Exercise objective :: If a line in the data below contains "person", copy it.

Data supplied ::
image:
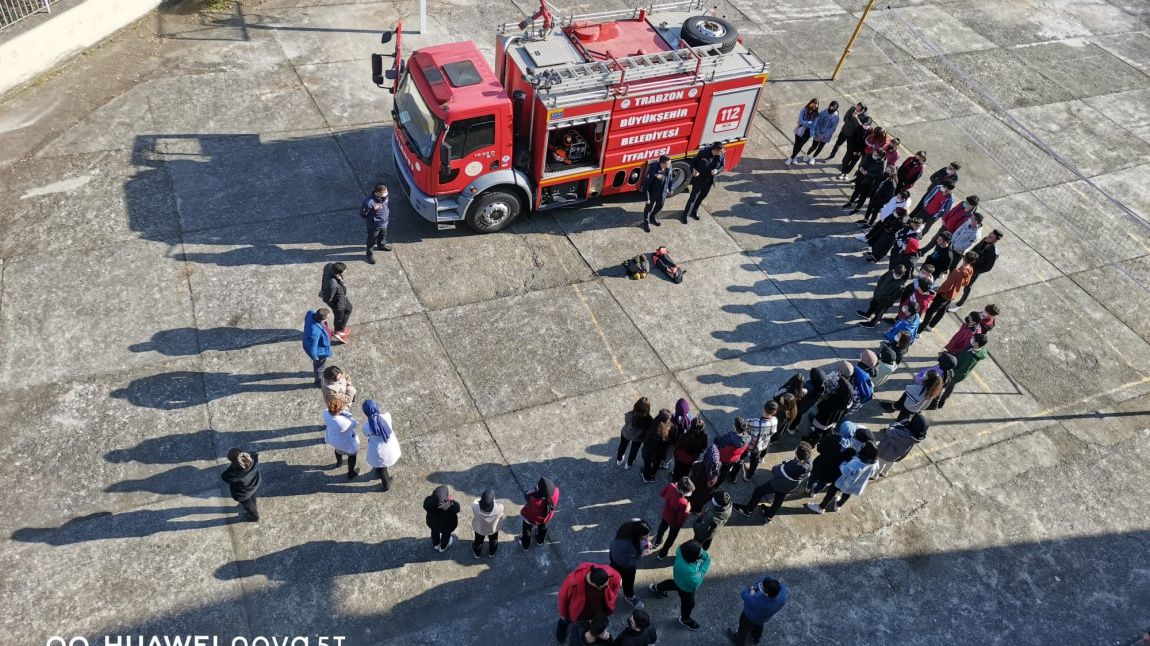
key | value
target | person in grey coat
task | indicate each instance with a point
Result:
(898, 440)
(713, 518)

* * *

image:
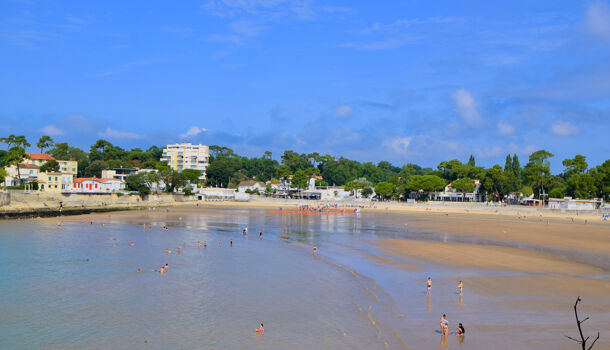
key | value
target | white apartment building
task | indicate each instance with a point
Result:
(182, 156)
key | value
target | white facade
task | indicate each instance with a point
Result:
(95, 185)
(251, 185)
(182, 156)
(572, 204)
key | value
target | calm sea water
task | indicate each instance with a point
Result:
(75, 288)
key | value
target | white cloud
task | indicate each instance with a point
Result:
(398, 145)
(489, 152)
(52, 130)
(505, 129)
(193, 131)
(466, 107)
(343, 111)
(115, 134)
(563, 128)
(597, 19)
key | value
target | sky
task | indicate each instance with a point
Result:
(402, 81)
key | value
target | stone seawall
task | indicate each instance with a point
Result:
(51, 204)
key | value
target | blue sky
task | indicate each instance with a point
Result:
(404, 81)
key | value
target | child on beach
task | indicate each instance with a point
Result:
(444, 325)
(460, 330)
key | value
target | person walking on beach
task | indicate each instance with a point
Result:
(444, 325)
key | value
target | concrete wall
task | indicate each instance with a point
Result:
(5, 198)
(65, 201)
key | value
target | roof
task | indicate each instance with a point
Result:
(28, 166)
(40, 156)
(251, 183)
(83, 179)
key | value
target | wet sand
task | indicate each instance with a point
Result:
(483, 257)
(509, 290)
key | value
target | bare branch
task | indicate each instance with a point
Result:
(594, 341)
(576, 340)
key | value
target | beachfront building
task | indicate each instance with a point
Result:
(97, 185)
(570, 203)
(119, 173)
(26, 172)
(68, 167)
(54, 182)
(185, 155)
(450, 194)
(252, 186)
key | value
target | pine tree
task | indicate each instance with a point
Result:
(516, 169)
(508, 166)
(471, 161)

Response to the exercise ::
target | person in grey coat
target | person walking on beach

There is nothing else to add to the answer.